**TEXT PROVIDED**.
.....
Question

Use basic identities to simplify the expression.

(cos of theta^2 / sin of theta ^2) + csc θ sin θ

Answer 1

\[\huge\rm \frac{ \cos^2 \theta }{ \sin ^2 \theta } +\csc \theta \sin \theta \]
like this ?

Answer 2

write csc in terms of sin or cos
what's the definition of csc ??
like sec = 1/cos
csc = ??

Answer 3

csc = 1/sin theta
would I multiply sin theta * 1/sin theta and get 1?

Answer 4

yes that's right :-)

Answer 5

and cos /sin = what ? :-)
remember tan and cot are reciprocal of each other

Answer 6

(1/ sec theta)^2 /(1 / csc theta)^2??
I'm not really sure how to simplify that :(

Answer 7

well that's right but simple way is to change cos/sin to cot
\[\tan =\frac{ \sin }{ \cos } ~~\cot=\frac{ \cos }{ \sin }\]

Answer 8

so cos^2 theta over sin ^2 theta = cot^2 theta

Answer 9

is there a way to simplify that further?

Answer 10

yes

Answer 11

\[\huge\rm\color{blue}{ \frac{ \cos^2 \theta }{ \sin ^2 \theta } }+\color{reD}{\csc \theta \sin \theta} \]
\[\large\rm \color{blue}{ \cot^2 \theta} +\color{red}{1} = ???\]
which is equal to what ??it's an identity

Answer 12

pythagoras? csc^2 theta?

Answer 13

yes right cot^2 + 1 = csc^2 x

Answer 14

omg thank you! identities confuse me so much :)

Answer 15

my pleasure :-)
and practice!! :-)
.....
**RECORDS PROVIDED**.
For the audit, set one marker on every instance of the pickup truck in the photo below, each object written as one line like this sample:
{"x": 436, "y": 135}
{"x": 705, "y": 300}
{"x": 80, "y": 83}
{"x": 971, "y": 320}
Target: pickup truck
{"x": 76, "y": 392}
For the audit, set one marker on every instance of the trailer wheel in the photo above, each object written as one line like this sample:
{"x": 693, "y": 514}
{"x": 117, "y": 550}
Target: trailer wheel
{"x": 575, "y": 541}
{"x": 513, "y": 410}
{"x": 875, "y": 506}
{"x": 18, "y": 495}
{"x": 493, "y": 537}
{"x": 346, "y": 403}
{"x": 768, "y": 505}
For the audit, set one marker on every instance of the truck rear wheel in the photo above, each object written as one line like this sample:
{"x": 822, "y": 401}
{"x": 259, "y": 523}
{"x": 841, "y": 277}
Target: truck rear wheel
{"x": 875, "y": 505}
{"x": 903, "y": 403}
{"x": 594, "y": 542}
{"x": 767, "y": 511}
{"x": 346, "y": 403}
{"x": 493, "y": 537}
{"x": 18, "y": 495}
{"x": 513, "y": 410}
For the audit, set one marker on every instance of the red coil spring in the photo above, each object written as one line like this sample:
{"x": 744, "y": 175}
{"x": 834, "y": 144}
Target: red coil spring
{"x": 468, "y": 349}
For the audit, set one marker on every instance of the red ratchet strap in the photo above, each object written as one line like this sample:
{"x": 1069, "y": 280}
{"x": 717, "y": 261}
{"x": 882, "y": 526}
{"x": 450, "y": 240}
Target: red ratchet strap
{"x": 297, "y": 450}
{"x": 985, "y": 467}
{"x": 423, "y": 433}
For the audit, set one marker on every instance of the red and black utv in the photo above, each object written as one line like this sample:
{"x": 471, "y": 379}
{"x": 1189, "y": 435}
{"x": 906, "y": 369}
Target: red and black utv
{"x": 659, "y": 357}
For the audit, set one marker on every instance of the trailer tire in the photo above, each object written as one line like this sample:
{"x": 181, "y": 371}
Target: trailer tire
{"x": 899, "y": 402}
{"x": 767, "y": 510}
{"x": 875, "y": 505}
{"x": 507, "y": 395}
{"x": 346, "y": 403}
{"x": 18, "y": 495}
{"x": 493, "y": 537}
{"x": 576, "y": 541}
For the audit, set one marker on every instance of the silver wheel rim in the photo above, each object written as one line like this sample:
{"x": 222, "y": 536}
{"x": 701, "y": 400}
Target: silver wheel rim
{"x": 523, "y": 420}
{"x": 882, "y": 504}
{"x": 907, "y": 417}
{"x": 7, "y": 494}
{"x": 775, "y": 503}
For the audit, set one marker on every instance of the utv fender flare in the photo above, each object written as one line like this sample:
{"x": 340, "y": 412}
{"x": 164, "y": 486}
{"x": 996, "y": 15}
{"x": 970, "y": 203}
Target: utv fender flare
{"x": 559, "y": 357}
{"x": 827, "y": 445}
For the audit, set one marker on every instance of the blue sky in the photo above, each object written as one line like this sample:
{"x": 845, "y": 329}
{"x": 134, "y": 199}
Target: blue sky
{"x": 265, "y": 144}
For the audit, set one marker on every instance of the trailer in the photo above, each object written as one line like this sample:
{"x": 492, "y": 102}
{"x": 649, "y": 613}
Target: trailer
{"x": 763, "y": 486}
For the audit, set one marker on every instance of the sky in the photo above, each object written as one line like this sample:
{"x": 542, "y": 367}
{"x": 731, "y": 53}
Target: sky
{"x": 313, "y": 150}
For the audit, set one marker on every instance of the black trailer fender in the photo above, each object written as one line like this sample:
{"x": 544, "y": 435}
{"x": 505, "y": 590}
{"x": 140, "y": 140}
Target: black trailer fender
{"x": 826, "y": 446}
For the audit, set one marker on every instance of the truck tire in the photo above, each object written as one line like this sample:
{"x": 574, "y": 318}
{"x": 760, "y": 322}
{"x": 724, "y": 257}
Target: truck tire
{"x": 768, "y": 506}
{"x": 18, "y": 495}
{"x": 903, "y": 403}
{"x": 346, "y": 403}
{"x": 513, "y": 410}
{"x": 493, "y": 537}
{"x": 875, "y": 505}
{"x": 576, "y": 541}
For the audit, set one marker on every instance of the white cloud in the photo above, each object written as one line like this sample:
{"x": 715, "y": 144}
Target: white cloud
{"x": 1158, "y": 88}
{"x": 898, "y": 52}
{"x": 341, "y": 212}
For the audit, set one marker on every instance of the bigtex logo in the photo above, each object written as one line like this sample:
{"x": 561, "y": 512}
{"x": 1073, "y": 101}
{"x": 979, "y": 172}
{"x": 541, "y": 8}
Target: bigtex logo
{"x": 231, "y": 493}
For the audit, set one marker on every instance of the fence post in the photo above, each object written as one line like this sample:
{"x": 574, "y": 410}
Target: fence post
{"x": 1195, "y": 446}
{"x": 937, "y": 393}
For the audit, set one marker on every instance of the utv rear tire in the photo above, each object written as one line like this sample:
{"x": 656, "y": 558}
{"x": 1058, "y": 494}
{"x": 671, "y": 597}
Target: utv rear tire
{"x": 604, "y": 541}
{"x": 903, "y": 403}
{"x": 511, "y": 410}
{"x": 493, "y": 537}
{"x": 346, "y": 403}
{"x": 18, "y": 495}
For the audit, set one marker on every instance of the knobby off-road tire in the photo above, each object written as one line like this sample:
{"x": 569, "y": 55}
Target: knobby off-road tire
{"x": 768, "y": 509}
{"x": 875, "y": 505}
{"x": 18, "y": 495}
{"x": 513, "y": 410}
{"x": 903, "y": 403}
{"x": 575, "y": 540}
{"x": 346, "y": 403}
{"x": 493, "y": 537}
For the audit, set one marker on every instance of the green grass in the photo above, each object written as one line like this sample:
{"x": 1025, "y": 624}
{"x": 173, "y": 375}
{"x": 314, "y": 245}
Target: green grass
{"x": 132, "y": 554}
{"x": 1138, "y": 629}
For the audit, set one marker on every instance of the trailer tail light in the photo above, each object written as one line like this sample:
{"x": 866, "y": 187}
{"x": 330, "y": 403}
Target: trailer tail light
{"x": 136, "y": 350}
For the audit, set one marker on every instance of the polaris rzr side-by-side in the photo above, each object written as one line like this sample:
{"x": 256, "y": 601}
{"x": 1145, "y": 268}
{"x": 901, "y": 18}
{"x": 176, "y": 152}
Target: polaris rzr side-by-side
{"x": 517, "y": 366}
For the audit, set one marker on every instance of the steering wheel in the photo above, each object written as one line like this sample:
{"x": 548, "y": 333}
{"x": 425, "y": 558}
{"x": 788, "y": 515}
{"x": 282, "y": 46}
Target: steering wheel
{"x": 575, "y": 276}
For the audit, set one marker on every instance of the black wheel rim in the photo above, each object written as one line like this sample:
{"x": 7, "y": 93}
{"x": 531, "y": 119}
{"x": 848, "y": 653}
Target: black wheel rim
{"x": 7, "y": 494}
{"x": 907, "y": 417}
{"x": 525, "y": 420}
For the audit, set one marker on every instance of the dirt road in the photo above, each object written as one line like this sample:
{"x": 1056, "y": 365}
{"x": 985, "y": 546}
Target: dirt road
.....
**REQUEST**. According to the trigonometry thread above, what does cot² θ + 1 equal?

**EXERCISE SOLUTION**. csc² θ